WHAT TO PRODUCE: Reproduce, word for word, the passage of the article on health and well-being in middle age that runs between "By Patricia Edgar" and "much broader approach.", inclusive.
*** Opening SOURCE TEXT ***
Health and well-being for the middle-aged?
By Patricia Edgar , Don Edgar and Briony Dow - posted Wednesday, 4 October 2017 |
We have been taught to believe our health issues should be treated by health professionals. But for a healthy community to thrive, as we live much longer than predicted at our birth, society needs a much broader approach.
It was not just improved medicines and health care that extended life expectancy; it was better education, food, housing, sanitation, safer jobs and social supports. Urbanisation in under-developed countries has, in itself, improved the health and life expectancy of millions of people worldwide.
Health policy, narrowly defined, will not sustain the well-being of the 7 million Australians aged between 50 and 75 who may well live to be 100, nor of the younger generations who follow them. What we need is a broader health policy, and that requires a coordinated, multi-faceted approach aimed at prevention and lifelong health maintenance.
By 2064, 9.6 million of our population will be over 65; 1.9 million will be over 85. There will be more centenarians than babies born. In the main, they will not be frail and dependent because illness and decline are being delayed until the last few years of life. Recent research by the Australian Institute of Health & Welfare shows men have gained an extra 3.9 years of disability-free life since 2003, women an extra 3 years. We are living longer and healthier lives, not just because medical science has improved but because the conditions for healthy living are better understood.
*** Closing SOURCE TEXT ***
*** Opening RECORDS PROVIDED ***
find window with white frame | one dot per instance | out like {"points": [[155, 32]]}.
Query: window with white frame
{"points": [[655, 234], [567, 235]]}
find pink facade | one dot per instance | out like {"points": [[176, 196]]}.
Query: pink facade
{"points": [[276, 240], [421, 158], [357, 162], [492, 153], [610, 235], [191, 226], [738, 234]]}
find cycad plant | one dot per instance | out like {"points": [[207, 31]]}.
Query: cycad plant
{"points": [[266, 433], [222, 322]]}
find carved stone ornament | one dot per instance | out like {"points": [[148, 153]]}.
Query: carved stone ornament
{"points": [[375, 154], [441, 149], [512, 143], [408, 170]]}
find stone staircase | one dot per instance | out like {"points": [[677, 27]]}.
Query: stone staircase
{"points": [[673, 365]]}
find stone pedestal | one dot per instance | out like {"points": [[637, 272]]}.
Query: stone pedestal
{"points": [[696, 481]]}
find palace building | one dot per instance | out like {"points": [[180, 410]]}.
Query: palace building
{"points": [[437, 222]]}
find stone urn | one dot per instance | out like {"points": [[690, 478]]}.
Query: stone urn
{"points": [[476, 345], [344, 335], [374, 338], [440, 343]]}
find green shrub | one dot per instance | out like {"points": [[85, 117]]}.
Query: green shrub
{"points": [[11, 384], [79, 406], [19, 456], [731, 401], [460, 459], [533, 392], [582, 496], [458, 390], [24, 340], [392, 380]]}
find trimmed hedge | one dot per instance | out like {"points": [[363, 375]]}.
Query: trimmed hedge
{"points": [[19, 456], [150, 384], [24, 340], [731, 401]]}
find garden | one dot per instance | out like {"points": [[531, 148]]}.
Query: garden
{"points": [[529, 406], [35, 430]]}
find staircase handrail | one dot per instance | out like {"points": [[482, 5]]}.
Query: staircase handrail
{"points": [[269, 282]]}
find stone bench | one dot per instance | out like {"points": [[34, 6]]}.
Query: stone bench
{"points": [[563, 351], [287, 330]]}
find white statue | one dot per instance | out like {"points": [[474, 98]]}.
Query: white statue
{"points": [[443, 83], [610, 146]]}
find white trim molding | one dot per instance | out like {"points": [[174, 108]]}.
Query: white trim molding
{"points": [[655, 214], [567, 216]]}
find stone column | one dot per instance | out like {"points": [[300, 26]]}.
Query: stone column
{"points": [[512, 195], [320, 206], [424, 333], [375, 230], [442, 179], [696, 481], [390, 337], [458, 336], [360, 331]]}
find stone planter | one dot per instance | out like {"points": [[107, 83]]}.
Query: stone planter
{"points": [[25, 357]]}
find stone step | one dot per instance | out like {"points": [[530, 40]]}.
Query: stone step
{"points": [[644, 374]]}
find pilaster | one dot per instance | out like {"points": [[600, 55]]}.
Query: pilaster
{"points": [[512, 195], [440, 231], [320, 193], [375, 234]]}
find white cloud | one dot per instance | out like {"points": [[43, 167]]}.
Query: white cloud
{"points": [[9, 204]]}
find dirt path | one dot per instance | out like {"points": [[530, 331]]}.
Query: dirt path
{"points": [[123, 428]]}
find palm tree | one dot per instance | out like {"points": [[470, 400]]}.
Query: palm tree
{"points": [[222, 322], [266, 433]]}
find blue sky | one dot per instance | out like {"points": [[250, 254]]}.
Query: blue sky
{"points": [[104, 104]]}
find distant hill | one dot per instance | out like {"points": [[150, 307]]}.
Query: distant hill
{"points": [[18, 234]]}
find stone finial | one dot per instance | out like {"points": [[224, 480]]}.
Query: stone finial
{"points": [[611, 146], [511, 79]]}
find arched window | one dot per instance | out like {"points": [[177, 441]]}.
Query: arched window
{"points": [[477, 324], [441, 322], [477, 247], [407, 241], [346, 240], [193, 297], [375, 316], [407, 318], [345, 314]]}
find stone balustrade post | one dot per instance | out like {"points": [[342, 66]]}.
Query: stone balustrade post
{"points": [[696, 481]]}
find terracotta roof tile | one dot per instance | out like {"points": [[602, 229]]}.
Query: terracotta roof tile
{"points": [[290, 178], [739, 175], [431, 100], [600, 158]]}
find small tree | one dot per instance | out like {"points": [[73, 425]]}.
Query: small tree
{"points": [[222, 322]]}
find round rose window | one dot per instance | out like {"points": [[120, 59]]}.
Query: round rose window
*** Closing RECORDS PROVIDED ***
RESPONSE BOX:
By Patricia Edgar , Don Edgar and Briony Dow - posted Wednesday, 4 October 2017 |
We have been taught to believe our health issues should be treated by health professionals. But for a healthy community to thrive, as we live much longer than predicted at our birth, society needs a much broader approach.